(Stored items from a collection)
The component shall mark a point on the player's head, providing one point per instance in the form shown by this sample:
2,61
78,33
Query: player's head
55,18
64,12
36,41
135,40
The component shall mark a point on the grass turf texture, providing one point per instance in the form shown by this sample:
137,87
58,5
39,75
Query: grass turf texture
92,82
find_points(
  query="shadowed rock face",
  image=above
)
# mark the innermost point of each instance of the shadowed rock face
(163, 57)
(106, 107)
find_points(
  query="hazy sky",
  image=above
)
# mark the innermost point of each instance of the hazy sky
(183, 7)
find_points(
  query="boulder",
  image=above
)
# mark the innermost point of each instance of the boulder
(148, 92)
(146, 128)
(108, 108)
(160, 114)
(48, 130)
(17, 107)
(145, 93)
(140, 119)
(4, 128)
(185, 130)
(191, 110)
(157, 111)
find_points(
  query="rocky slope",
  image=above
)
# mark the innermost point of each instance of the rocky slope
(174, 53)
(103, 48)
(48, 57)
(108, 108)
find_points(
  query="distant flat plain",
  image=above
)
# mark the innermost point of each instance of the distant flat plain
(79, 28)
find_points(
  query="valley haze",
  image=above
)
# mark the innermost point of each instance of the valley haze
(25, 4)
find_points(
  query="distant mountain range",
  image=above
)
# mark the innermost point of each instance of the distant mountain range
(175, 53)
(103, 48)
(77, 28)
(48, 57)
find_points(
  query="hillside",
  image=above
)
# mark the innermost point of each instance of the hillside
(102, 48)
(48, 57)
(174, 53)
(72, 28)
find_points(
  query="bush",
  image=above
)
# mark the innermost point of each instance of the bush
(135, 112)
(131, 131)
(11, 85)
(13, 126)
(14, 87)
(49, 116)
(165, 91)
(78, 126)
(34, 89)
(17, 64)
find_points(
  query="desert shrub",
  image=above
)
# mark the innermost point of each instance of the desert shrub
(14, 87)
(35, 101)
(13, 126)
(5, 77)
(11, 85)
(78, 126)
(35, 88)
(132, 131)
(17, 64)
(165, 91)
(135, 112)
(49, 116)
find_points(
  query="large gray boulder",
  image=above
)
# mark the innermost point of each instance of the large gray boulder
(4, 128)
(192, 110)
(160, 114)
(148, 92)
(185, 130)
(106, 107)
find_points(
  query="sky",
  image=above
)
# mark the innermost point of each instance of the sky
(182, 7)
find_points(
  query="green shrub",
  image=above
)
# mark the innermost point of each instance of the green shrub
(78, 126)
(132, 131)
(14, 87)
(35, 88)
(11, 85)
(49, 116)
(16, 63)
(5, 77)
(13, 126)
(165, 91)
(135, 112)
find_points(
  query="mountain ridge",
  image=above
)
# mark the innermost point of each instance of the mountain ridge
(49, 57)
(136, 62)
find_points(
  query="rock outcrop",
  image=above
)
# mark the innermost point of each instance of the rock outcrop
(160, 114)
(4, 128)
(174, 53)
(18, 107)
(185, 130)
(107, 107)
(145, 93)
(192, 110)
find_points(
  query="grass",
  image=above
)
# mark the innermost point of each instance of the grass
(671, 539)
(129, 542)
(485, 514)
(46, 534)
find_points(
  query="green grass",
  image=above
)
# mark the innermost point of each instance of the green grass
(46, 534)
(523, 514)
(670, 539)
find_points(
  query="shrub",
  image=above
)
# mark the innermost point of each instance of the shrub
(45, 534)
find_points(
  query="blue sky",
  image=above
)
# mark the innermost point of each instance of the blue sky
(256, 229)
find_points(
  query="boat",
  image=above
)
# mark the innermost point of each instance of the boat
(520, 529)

---

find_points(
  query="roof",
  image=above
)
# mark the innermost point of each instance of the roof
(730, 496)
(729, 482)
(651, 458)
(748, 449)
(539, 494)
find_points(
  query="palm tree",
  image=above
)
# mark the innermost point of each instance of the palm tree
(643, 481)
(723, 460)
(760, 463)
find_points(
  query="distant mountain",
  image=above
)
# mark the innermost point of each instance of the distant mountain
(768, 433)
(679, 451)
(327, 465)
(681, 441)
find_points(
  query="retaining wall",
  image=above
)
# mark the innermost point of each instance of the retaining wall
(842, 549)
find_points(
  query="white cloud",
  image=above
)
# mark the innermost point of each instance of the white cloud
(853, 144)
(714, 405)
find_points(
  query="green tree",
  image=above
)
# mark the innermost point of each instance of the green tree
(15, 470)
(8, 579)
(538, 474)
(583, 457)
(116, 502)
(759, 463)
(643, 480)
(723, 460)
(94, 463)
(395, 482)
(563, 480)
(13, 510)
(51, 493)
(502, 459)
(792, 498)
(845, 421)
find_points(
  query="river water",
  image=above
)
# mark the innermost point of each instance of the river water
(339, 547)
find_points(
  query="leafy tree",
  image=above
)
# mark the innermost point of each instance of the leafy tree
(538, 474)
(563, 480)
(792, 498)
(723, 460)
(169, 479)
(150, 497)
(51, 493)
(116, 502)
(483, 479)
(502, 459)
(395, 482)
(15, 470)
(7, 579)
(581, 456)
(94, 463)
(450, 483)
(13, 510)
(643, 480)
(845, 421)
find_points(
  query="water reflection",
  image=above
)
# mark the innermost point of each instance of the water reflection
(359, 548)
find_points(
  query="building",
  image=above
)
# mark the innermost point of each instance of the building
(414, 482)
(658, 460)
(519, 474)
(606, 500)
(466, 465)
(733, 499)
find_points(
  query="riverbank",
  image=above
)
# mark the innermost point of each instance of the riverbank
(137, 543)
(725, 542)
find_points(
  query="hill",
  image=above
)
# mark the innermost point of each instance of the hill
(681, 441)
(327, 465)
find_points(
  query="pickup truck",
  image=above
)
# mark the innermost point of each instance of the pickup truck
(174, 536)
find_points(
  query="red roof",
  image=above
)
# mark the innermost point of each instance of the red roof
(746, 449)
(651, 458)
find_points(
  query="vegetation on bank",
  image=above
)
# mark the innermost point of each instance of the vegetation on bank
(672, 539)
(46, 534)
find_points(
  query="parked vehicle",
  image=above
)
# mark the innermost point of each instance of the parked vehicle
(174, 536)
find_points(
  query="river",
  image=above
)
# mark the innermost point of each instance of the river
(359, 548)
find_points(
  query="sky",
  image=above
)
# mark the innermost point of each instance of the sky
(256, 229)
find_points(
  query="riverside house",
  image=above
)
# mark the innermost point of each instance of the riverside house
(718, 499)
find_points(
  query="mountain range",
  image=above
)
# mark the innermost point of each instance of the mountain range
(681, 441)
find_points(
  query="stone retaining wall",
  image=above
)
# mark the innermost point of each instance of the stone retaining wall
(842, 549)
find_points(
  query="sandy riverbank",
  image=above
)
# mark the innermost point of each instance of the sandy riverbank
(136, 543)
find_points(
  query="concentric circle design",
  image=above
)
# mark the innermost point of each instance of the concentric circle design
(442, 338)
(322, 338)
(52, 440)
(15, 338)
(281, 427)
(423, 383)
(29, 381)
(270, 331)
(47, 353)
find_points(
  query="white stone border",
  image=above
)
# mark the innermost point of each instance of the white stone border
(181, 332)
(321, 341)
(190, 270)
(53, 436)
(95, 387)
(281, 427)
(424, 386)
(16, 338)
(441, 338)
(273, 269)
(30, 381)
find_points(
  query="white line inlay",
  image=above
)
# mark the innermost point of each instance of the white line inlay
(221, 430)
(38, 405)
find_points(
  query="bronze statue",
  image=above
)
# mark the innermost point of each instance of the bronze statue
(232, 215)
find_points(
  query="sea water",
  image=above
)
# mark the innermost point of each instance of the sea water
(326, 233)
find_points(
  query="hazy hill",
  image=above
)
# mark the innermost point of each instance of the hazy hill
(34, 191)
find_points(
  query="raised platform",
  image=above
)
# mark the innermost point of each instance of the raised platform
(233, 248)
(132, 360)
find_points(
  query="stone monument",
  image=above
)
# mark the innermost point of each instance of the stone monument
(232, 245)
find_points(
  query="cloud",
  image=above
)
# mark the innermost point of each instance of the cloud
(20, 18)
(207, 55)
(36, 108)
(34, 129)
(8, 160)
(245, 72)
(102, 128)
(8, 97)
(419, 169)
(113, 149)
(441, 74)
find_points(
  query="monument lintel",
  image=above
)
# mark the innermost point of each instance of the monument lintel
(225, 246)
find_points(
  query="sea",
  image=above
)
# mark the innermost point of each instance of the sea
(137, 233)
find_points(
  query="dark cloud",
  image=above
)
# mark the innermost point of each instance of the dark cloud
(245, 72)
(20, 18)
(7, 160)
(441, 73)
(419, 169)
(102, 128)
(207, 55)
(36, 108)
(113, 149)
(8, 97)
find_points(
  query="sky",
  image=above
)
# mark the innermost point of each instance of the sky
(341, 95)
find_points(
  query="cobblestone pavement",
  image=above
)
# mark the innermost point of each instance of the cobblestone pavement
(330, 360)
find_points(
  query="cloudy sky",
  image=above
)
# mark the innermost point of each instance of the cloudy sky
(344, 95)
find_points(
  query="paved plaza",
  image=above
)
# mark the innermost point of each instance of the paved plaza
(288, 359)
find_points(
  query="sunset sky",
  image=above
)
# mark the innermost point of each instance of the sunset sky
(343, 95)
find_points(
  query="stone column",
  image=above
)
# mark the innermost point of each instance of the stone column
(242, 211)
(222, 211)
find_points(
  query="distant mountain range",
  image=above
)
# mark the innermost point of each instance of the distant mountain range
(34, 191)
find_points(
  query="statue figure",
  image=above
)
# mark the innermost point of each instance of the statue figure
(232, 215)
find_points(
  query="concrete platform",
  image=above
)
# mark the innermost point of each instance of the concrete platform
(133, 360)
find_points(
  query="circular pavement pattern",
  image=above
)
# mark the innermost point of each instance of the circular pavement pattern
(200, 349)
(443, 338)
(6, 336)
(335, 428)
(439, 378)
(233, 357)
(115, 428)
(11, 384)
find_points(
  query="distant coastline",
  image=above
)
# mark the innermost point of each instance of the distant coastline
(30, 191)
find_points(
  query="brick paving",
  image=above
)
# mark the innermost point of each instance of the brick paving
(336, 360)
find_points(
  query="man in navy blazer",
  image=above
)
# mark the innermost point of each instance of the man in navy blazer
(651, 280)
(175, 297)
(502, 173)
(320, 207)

[WHAT TO DO]:
The word is "providing". Copy every line above where it appears.

[ANSWER FOR THE TASK]:
The component shall mark a point on the player's head, providing one point per instance in the form shown by this sample:
The component shall mark a point on the grass turf texture, providing one point per instance in the form shown by this sample:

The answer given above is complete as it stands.